Passage shown =
·····

Reputation: 87
I have a string while looks like this
Name: Thompson shipping co.
17VXCS947
Name: Orange juice no pulp, Price: 7, Weight: 2, Aisle:9, Shelf_life: 30,
67 Name: Orange juice pulp, Price: 7, Weight:2, Aisle:9, Shelf_life:30,
Photo is available,
Photo is available,
56GHIO098
Name: Cranberry Juice, Price: 3, Weight: 1, Aisle:9, Shelf_life:45,
Name: Lemonade, Price:1, Weight:1, Aisle:9, Shelf_life:10,
There are no new line characters and everything is one big string.
My end goal is to save them to an excel sheet. I am trying to either save these to list of lists of dictionary which looks like
[['Name: Thompson shipping co.'],['Name: Orange juice no pulp', 'Price: 7', 'Weight: 2', 'Aisle:9', 'Shelf_life: 30'],['Name: Orange juice pulp', 'Price: 7', 'Weight:2', 'Aisle:9', 'Shelf_life:30',['.....']]
or a dictionary.
My current solution is to use regex to find Name, Price, Weight, Aisle, Shelf_life with
re.findall('(?<=,)[^,]*Name:[^,]*(?=,)'),re.findall('(?<=,)[^,]*Price:[^,]*(?=,)'),re.findall('(?<=,)[^,]*Weight:[^,]*(?=,)')....
How do I save them to a list of lists or a dict? Thinking out loud, I can count the iterations and save every 5th one to new list but the first Name occurrence is a corner case.
What's the neater way to do this?
Upvotes: 1
Views: 87
Reputation: 22087
Would you please try the following:
import re
str = '''
Name: Thompson shipping co.

·····

What you will do = Extend the forum thread on splitting the product string into lists, starting right after its final line. The lines further down come from an unrelated source.

Information provided =

·····

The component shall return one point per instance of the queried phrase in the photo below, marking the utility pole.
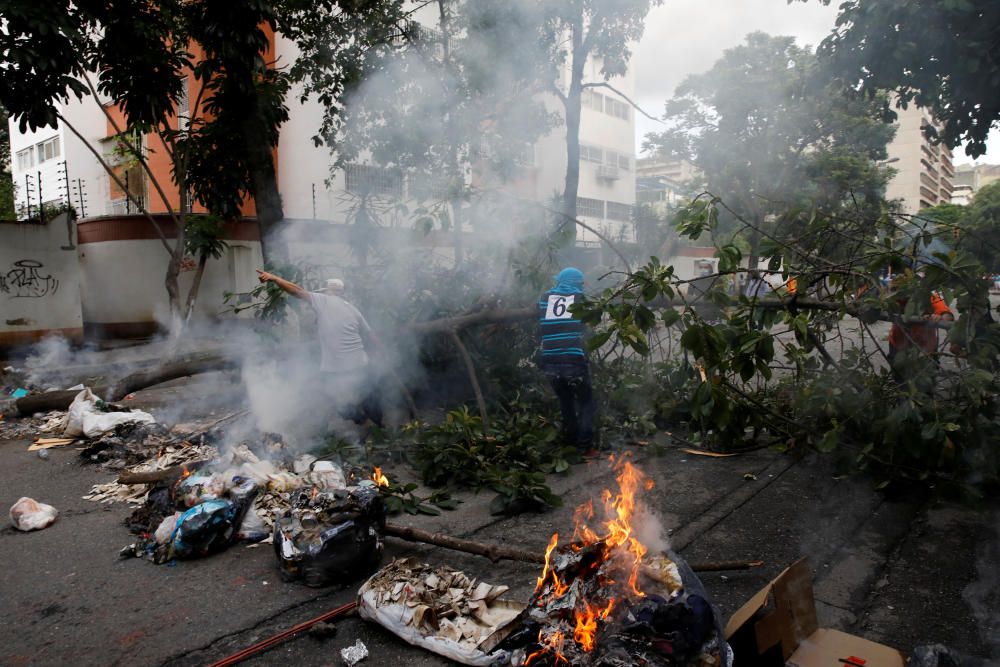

·····

Response to this exercise =
17VXCS947
Name: Orange juice no pulp, Price: 7, Weight: 2, Aisle:9, Shelf_life: 30,
67 Name: Orange juice pulp, Price: 7, Weight:2, Aisle:9, Shelf_life:30,
Photo is available,
Photo is available,
56GHIO098
Name: Cranberry Juice, Price: 3, Weight: 1, Aisle:9, Shelf_life:45,
Name: Lemonade, Price:1, Weight:1, Aisle:9, Shelf_life:10,
'''.replace('\n', ' ')
print([re.findall(r'\b\w+:\s*[^,]+', x) for x in re.findall(r'\bName:\s*.+?(?=\s*\bName|$)', str)])
Output:
[['Name: Thompson shipping co. 17VXCS947'], ['Name: Orange juice no pulp', 'Price: 7', 'Weight: 2', 'Aisle:9', 'Shelf_life: 30'], ['Name: Orange juice pulp', 'Price: 7', 'Weight:2', 'Aisle:9', 'Shelf_life:30'], ['Name: Cranberry Juice', 'Price: 3', 'Weight: 1', 'Aisle:9', 'Shelf_life:45'], ['Name: Lemonade', 'Price:1', 'Weight:1', 'Aisle:9', 'Shelf_life:10']]
findall()
function creates a list of strings which starts with
Name:
.findall()
function creates a list of name: value
pairs
out of the list items created above.As seen, the string 17VXCS947
is appended to the first list element.
If you want to remove it, we'll need another logic to exclude it.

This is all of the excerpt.